• Assigned task: In duplicating the lines below, keep every word unchanged and drop the pictures.

- Opening Delimiter -

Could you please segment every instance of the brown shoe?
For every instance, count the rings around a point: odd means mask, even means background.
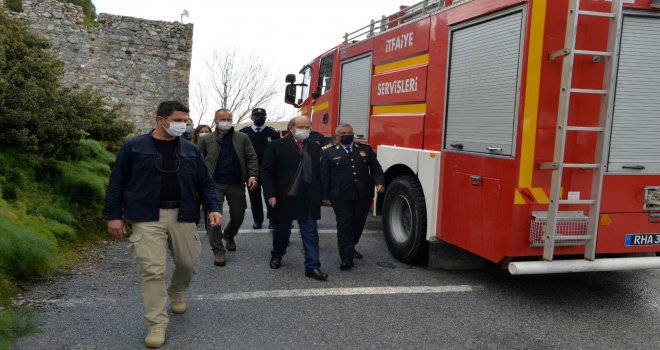
[[[170,304],[172,307],[172,312],[175,314],[185,314],[186,310],[188,310],[188,305],[186,304],[186,298],[182,295],[179,297],[172,298],[172,303]]]
[[[234,250],[236,250],[236,242],[234,241],[234,237],[223,235],[222,238],[225,239],[226,242],[225,246],[227,247],[228,251],[233,252]]]
[[[149,329],[149,334],[144,338],[144,345],[148,348],[160,348],[165,345],[165,327],[155,326]]]
[[[215,266],[225,266],[225,251],[218,250],[213,252],[213,265]]]

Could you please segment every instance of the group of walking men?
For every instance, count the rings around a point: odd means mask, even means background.
[[[266,111],[252,111],[253,125],[235,131],[231,111],[215,113],[216,129],[197,145],[182,138],[190,129],[188,108],[177,101],[162,102],[156,127],[122,145],[112,169],[105,199],[108,232],[123,239],[132,229],[129,249],[140,269],[148,347],[165,342],[169,297],[173,313],[187,310],[184,297],[201,253],[197,234],[199,206],[206,213],[214,264],[225,264],[225,249],[236,250],[248,188],[253,228],[263,225],[261,191],[273,230],[269,266],[278,269],[295,220],[304,247],[305,276],[326,280],[320,269],[317,220],[321,205],[331,205],[337,219],[340,269],[349,270],[374,196],[384,191],[384,176],[372,148],[354,142],[353,128],[341,124],[335,142],[311,130],[311,121],[297,116],[282,138],[265,125]],[[224,232],[223,202],[230,220]],[[223,244],[224,240],[224,244]],[[174,271],[165,286],[166,249]]]

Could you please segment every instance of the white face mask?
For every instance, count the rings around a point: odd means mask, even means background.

- Closing Delimiter -

• Exercise output:
Could you please segment every instance of the brown shoe?
For every instance, count the rings around a point: odd means mask, even means background.
[[[170,304],[172,307],[172,312],[175,314],[185,314],[186,310],[188,310],[188,305],[186,304],[186,298],[182,295],[179,297],[172,298],[172,303]]]
[[[234,250],[236,250],[236,242],[234,241],[234,237],[223,235],[222,238],[225,239],[226,242],[225,246],[227,247],[228,251],[233,252]]]
[[[149,329],[149,334],[144,338],[144,345],[148,348],[160,348],[165,345],[165,327],[155,326]]]
[[[215,266],[225,266],[225,251],[218,250],[213,252],[213,265]]]

Could you please segment every instance of the group of walking men?
For every instance, count the rings around a point: odd means mask, even means background.
[[[266,111],[252,111],[253,125],[235,131],[231,111],[215,113],[216,129],[197,145],[182,138],[190,129],[188,108],[177,101],[162,102],[156,127],[122,145],[112,169],[105,199],[108,232],[123,239],[132,229],[129,249],[140,269],[148,347],[165,342],[169,297],[173,313],[187,310],[184,297],[201,253],[197,234],[199,206],[206,213],[214,264],[225,264],[225,249],[236,250],[248,188],[253,228],[263,225],[261,191],[273,230],[269,266],[278,269],[295,220],[304,247],[305,276],[326,280],[320,269],[317,220],[321,205],[331,205],[337,219],[340,269],[349,270],[374,196],[384,191],[384,176],[372,148],[354,142],[353,128],[341,124],[335,142],[311,130],[311,121],[297,116],[282,138],[265,125]],[[224,232],[223,202],[230,220]],[[223,244],[224,240],[224,244]],[[174,271],[165,286],[166,249]]]

Could you please segment every instance of the white face mask?
For every instance, count the rings around a point: odd means mask, even means background.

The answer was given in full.